↓↓↓

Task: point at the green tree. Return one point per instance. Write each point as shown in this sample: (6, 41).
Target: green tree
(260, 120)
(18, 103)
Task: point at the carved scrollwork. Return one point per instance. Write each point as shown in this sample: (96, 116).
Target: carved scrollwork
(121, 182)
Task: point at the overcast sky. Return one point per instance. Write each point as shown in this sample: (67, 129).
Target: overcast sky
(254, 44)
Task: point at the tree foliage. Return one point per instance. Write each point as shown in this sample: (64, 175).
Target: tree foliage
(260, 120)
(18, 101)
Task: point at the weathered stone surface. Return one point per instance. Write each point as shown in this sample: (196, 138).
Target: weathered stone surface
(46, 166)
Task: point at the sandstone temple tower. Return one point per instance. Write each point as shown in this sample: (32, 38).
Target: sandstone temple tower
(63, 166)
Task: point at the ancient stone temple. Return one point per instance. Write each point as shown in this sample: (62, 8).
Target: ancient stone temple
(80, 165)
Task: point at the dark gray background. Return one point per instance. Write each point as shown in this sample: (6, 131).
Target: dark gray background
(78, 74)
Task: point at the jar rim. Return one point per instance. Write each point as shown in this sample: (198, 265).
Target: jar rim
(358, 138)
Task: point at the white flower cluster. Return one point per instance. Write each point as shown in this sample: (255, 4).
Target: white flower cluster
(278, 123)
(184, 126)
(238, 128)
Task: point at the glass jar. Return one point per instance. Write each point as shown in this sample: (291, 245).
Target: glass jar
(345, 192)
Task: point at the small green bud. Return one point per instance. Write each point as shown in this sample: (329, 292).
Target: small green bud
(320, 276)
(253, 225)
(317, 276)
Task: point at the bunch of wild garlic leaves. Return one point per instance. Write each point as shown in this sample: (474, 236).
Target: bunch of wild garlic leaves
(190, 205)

↑↑↑

=== WHAT YOU WILL DO ===
Copy out the records word for word, starting with the line that contains "Task: point at the glass" and going on through the end of the records.

=== THE COMPLETED TASK ===
Task: point at the glass jar. Return one point per instance. Write each point as shown in this sample: (291, 245).
Target: glass jar
(345, 192)
Task: point at the small green bud. Return one point per instance. Write each point as shown in this sample: (329, 292).
Target: small green bud
(320, 276)
(253, 225)
(317, 276)
Task: point at the bunch of wild garlic leaves. Return one point per instance. Write each point as shown in this sample: (474, 236).
Target: bunch of wild garlic leaves
(190, 205)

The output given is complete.